Avant de commencer cet article, prenez le temps de lire Genèse 6.5 à 11.9 dans votre Bible.
Il m’arrive d’avoir des passions très intenses sur des périodes très courtes. Il y a quelques années, j’avais en tête de faire mon propre fromage. Je me suis procuré une recette, du lait cru, tout le matériel nécessaire, et je me suis mis au travail. Après avoir fait cailler et égoutter le lait, je l’ai salé et déposé dans ma cave pour qu’il affine. Hélas, après quelques jours, malgré un salage et un nettoyage réguliers, une étrange moisissure est apparue. Il existe de bonnes moisissures que les fromagers recherchent parce qu’elles donnent du goût au fromage. Mais la mienne n’était pas la bienvenue: elle était d’un jaune fluorescent et dégageait une odeur nauséabonde. On aurait pu croire que mon fromage était radioactif! J’ai pris conseil auprès d’un fromager professionnel qui m’a expliqué que les caves étaient parfois contaminées. Je n’avais pas d’autre choix que de javelliser tout mon matériel et ma cave pour détruire cette mauvaise moisissure.
Le péché est une sorte de mauvaise moisissure. Plusieurs générations après Adam et Ève, Dieu descend lui aussi, pas dans sa cave, mais sur terre, pour observer l’humanité. Hélas, le constat est alarmant: “L’Éternel vit que les hommes faisaient de plus en plus de mal sur la terre: à longueur de journée, leur cœur ne concevait que le mal” (Gn 6.5). L’humanité est un fromage moisi et nauséabond au point que “L’Éternel eut des regrets au sujet de l’homme qu’il avait fait sur la terre, il en eut le cœur affligé” (Gn 6.6).

Entrées extraites:
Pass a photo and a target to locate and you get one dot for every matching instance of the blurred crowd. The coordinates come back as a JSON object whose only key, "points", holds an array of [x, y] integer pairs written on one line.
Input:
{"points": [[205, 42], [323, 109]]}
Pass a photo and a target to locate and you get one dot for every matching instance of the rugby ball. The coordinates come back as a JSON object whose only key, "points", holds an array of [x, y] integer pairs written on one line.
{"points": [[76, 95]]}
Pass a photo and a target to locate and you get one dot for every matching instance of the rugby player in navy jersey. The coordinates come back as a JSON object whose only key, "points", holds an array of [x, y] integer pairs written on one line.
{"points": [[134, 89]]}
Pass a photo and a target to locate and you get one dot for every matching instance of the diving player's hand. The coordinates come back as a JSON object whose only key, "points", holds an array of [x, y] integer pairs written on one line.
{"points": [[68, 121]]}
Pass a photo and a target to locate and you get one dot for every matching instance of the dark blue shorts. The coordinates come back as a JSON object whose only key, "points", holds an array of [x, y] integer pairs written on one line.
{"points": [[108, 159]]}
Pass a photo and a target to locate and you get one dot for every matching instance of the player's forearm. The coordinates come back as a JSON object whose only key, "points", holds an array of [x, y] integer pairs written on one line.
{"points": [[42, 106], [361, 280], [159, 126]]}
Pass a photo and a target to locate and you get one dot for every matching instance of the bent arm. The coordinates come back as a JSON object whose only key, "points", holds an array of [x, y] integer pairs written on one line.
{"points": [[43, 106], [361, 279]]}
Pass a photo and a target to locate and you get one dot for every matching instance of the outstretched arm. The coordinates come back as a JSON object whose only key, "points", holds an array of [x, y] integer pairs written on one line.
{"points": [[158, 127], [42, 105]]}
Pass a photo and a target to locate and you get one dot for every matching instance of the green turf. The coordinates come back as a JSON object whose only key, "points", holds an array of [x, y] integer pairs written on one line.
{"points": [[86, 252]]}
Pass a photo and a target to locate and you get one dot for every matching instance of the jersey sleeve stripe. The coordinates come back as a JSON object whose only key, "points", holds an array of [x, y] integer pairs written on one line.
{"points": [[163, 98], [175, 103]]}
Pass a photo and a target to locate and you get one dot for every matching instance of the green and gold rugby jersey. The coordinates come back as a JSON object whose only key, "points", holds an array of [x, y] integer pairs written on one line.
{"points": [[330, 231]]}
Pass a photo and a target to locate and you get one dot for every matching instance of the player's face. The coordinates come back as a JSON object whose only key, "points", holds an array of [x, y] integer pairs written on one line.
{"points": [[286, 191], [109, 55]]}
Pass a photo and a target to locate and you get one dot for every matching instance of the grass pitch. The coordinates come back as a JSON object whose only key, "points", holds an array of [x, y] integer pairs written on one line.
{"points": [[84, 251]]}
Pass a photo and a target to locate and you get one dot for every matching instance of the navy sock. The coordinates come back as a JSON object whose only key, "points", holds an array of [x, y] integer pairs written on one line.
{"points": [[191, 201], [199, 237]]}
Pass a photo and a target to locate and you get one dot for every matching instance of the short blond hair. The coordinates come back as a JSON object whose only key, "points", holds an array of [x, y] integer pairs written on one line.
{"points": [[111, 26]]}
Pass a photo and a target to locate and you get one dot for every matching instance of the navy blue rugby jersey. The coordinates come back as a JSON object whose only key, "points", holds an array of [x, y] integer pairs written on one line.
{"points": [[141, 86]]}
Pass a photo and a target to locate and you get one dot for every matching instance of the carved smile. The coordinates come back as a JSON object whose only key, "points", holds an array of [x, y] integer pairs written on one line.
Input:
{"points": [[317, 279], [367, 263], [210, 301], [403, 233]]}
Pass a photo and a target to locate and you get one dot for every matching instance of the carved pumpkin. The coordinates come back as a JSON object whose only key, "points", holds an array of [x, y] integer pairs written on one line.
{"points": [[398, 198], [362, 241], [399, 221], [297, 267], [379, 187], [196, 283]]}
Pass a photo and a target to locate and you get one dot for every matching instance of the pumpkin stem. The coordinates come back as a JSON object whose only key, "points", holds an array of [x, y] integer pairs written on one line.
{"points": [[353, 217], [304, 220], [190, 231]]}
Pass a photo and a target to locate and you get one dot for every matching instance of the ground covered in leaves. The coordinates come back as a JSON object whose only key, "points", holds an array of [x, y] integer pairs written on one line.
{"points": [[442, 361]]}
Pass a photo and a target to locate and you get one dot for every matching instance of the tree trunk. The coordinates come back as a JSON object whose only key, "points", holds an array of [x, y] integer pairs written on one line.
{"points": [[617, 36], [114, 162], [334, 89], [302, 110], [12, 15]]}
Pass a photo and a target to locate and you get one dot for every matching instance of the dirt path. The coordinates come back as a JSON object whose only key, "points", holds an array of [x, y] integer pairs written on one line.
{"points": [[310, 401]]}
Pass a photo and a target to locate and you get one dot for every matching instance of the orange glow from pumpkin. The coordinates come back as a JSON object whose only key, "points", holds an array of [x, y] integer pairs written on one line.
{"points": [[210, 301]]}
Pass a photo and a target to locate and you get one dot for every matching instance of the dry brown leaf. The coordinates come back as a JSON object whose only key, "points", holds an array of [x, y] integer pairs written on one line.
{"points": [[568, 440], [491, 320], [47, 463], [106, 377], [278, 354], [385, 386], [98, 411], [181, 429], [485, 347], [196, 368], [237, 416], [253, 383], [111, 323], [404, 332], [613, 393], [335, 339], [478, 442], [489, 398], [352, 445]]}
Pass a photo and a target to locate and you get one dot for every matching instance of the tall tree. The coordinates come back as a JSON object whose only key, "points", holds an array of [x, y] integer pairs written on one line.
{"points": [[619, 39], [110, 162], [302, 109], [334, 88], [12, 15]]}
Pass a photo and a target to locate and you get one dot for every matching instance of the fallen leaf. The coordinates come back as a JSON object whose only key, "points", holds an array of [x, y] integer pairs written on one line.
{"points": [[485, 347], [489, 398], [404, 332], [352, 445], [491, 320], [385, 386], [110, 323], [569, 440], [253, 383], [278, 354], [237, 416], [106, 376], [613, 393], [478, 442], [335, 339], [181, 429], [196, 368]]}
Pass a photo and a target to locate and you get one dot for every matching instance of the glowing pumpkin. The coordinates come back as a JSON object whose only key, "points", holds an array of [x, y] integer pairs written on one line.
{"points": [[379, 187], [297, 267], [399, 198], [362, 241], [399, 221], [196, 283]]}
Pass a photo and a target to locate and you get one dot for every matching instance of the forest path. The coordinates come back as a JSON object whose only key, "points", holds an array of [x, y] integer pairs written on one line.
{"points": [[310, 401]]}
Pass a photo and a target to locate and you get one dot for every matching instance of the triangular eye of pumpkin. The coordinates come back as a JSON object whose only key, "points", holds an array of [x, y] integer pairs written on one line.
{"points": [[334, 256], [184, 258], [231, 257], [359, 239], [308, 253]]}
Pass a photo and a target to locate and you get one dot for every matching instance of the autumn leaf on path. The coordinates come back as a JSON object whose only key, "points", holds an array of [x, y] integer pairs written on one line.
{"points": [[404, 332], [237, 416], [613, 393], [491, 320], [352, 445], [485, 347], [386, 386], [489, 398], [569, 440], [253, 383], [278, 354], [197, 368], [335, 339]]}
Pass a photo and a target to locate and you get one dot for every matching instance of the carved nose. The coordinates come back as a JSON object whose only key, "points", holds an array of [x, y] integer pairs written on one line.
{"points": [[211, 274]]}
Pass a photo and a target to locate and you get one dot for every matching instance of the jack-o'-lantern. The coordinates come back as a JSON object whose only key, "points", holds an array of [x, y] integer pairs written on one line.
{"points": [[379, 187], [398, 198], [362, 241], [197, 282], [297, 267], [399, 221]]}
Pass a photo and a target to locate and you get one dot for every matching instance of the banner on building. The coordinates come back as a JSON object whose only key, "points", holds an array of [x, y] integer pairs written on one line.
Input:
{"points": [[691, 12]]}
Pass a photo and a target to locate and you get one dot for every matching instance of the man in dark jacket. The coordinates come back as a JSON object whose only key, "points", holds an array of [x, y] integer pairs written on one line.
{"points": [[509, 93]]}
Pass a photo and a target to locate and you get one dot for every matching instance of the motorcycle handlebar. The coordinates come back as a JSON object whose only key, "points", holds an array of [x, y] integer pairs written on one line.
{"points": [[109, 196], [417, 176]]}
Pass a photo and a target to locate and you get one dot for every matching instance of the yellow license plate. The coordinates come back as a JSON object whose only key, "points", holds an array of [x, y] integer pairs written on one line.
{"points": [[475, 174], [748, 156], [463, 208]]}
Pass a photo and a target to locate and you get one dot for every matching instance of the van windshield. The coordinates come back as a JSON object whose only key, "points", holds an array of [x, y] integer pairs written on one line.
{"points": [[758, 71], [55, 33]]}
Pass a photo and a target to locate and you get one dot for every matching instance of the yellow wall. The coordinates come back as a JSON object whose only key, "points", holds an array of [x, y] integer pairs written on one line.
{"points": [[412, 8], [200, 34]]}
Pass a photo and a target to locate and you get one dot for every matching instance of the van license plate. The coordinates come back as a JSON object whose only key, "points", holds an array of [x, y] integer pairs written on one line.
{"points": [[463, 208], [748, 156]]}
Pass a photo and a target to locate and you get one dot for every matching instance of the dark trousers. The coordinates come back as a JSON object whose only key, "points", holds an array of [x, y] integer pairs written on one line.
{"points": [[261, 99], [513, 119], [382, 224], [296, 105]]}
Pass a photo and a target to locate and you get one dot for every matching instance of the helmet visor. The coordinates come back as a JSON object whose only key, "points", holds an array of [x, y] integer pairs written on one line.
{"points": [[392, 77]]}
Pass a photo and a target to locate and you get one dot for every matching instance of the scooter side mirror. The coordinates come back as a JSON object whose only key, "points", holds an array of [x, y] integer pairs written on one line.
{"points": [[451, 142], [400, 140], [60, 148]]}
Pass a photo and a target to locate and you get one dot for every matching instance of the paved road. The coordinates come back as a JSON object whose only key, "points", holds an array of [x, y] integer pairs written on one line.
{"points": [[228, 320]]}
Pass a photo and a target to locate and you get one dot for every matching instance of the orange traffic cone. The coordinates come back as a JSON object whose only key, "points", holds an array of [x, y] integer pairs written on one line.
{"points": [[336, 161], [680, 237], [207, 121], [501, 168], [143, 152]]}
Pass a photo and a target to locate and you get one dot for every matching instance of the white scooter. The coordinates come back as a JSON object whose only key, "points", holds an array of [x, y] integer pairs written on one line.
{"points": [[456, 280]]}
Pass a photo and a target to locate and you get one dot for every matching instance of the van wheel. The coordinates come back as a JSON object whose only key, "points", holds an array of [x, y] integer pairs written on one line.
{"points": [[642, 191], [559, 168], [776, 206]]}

Objectifs:
**A)** Répondez aux questions suivantes d'après le texte sur le fromage et le péché.
(i) Quel passage de la Bible faut-il lire avant de commencer l'article ?
(ii) De quelle couleur était la moisissure apparue sur le fromage ?
(iii) Qui a expliqué que les caves étaient parfois contaminées ?
**B)** Poursuivez le texte sur le fromage et le péché à partir de sa dernière phrase.

Réponses rédigées:
**A)**
(i) Genèse 6.5 à 11.9.
(ii) D'un jaune fluorescent.
(iii) Un fromager professionnel.

**B)**
La solution est la même que pour mes fromages contaminés: il faut détruire le mal qui gangrène le monde. Dieu décide alors de nettoyer la terre de fond en comble: c’est le déluge. Cette histoire, que l’on raconte parfois comme une sympathique croisière pour animaux, est en réalité un drame terrible. Parce que les hommes sont devenus trop mauvais, Dieu décide de leur reprendre la vie.
Cependant, alors même qu’il juge sévèrement ses créatures, Dieu fait une exception: un homme trouve grâce à ses yeux: Noé (Gn 6.8). Est-il réellement meilleur que tous les autres? Est-il la parfaite image de Dieu? Non. Mais Noé désire sincèrement plaire à son créateur, ce qui fait de lui la personne la "moins pire" de cette génération encline au mal. Dieu le choisit pour donner une nouvelle chance à l’espèce humaine. Il lui ordonne de construire un bateau immense pour le préserver lui et sa famille. Dieu offre ainsi aux hommes la possibilité de repartir sur des bases saines. La suite de l’histoire nous dira si cette nouvelle génération fera mieux que la précédente.
À travers cette histoire, la Bible nous enseigne une leçon importante: le péché doit être sanctionné, et le sera un jour, c’est certain. Dieu a détruit l’espèce humaine parce qu’elle se plaisait à faire le mal et parce qu’elle se refusait à lui obéir. Sévère, cette sanction n’en était pas moins méritée. Le Créateur est trop juste et saint pour que le mal subsiste éternellement devant lui. Le jour vient où il le détruira de manière définitive. Avons-nous réellement conscience de la colère que suscitent nos fautes? Sans doute pas assez.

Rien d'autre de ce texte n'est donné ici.